>> BEGIN Dataset content
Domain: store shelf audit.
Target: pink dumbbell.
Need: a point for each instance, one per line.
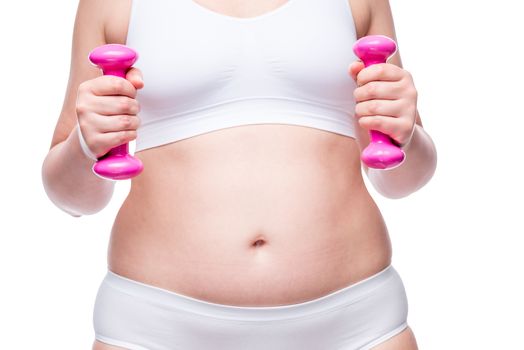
(381, 153)
(117, 164)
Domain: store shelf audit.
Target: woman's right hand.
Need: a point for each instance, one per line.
(107, 110)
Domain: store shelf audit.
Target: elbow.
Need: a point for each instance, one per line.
(70, 201)
(402, 189)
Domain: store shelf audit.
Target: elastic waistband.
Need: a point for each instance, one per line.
(175, 301)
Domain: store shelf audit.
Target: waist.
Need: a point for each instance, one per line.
(260, 206)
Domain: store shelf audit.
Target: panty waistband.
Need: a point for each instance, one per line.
(387, 279)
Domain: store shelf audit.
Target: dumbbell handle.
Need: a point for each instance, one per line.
(381, 153)
(117, 164)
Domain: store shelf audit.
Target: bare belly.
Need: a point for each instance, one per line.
(256, 215)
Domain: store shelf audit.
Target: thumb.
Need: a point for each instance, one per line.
(134, 75)
(355, 68)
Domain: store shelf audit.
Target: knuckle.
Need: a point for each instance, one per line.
(124, 106)
(357, 93)
(371, 90)
(120, 138)
(373, 107)
(131, 135)
(125, 122)
(117, 85)
(358, 109)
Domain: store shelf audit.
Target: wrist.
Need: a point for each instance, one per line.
(83, 145)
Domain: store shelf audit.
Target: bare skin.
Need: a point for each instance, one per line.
(308, 181)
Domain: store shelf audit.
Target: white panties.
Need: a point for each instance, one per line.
(138, 316)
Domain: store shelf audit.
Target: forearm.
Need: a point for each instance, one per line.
(69, 181)
(416, 170)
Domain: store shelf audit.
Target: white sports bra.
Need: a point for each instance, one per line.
(205, 71)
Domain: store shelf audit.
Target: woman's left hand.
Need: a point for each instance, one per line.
(386, 100)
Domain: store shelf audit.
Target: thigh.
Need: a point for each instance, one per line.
(101, 346)
(405, 340)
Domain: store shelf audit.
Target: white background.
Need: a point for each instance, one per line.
(458, 242)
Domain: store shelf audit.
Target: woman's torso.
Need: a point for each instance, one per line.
(281, 219)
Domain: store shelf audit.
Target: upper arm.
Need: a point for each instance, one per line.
(380, 22)
(88, 33)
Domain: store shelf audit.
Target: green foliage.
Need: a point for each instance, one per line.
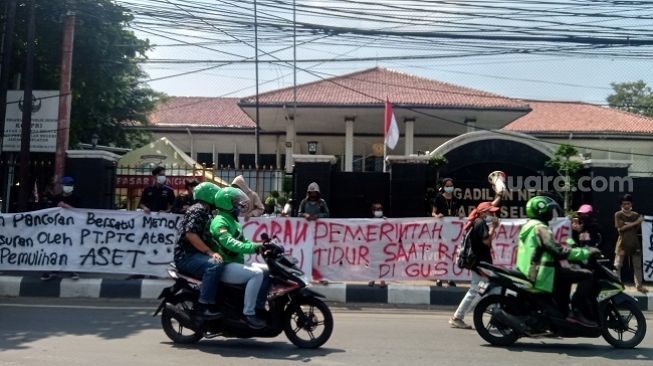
(567, 167)
(107, 93)
(635, 97)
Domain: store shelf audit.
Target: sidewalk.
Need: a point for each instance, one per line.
(117, 286)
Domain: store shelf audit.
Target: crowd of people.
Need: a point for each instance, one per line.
(212, 246)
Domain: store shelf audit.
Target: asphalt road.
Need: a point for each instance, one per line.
(96, 332)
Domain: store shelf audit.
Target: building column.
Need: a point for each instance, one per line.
(290, 142)
(409, 137)
(349, 144)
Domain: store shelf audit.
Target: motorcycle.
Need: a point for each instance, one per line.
(294, 309)
(511, 308)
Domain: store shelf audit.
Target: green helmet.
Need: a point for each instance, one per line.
(205, 192)
(229, 198)
(541, 208)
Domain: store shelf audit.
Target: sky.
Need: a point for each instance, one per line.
(521, 49)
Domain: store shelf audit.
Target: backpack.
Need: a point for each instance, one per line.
(466, 259)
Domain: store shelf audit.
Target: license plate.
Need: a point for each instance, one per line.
(482, 287)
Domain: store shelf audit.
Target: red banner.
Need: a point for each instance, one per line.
(142, 181)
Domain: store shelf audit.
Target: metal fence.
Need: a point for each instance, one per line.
(131, 180)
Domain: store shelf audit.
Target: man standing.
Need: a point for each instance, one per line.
(158, 197)
(483, 225)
>> END Dataset content
Stated task: Exclude all images and restate the records above word for word.

Solution to this problem:
Domain: store shelf audit.
Target: pink dumbbell.
Need: a point for each instance, one per line.
(381, 153)
(117, 164)
Domain: store shelf audit.
Target: woman's right hand.
Need: a point for each instance, one per line.
(107, 110)
Domain: store shelf audit.
Target: elbow.
Need: a point for each instance, one per line.
(70, 201)
(402, 189)
Domain: store shelf audit.
Target: elastic waistband.
Need: a point for each instance, one per line.
(175, 301)
Domain: store shelf audit.
Target: waist.
Need: a point for each instance, one per line.
(260, 206)
Domain: store shelf audit.
Target: panty waistband.
Need: a point for each instance, one per line.
(387, 279)
Domain: store shelf audit.
Target: dumbbell handle.
Need: a point for each instance, one per line.
(381, 153)
(117, 164)
Domain: store shelf audit.
Target: bare belly.
Need: a point for each instance, one per line.
(256, 215)
Domain: store shelf audit.
Target: thumb.
Need: a point for each instance, one per line.
(134, 75)
(355, 68)
Domain: store shelf audit.
Target: knuckle.
Need: a point for each instance, one per line.
(124, 106)
(357, 93)
(371, 90)
(120, 138)
(373, 107)
(131, 135)
(125, 122)
(117, 85)
(358, 109)
Domain: store shelf audit.
Target: wrist.
Need: a point for each instance, one per line.
(83, 145)
Domain: store shelf audit.
Target: bare skin.
Need: a point for each instance, one per line.
(308, 181)
Domain: store shelf audit.
Target: white panties.
Need: a point for each instance, one per line.
(138, 316)
Domain: store shelf audit.
Target: forearm.
Need: a point for each instance, one per line.
(69, 181)
(416, 170)
Domain: store shelf audit.
Target: white sports bra.
Need: a point for each instance, one per line.
(205, 71)
Domain: store shelf audit.
Target: woman's left hand.
Need: a point for each instance, one per line.
(386, 100)
Domain: store shelf audit.
Target: thigh.
Need: a point for each instance, one per line.
(101, 346)
(405, 340)
Domain: store shelf audit.
Target: white background.
Need: a point for each instance, one per line.
(458, 242)
Domain: store shelf audit.
Target: woman's torso.
Need: a point for each instance, one per line.
(281, 219)
Domain: store shelf audit.
Target: upper arm.
Need: a point for each instance, one per line.
(380, 22)
(88, 33)
Domain: store shelf audit.
Target: green foliage.
Need: a point for each instance, one per line.
(567, 167)
(107, 93)
(635, 97)
Domain: store shelf audit.
Target: sidewalk.
Need: a point for each instance, one per line.
(117, 286)
Domain: store shelf audit.
Target: crowd of people.
Need: a point for each instance, one per line.
(212, 246)
Domain: store shelf audit.
Target: asphalt road.
Need: a point for each instance, one per line.
(96, 332)
Domain: store shelf audit.
Target: building column.
Need: a point for each instance, one per line.
(290, 142)
(409, 137)
(349, 144)
Domain: store shelf audit.
Target: motorcycle.
Need: a point for each instance, one per line.
(294, 309)
(511, 308)
Domain: store shelf audit.
Target: green helmet.
Need: a point for each instance, one per line.
(205, 192)
(229, 198)
(541, 208)
Domain: store shelf audit.
Target: sky.
Need: a point for each instance, one per line.
(521, 49)
Domain: store shelf audit.
Target: backpack.
Need: a point for each instance, one per line.
(466, 259)
Domain: store shelf audit.
Target: license plate.
Need: a point for each instance, one per line.
(482, 287)
Domain: store shelf audit.
Target: red banner.
Need: a point for each instance, one per line.
(142, 181)
Domain: store shelf audit.
Target: metal fence.
Need: a point for each instance, one per line.
(131, 180)
Domain: store shelf audit.
Target: man standing.
Need: a point for each instance, one per line.
(158, 197)
(483, 225)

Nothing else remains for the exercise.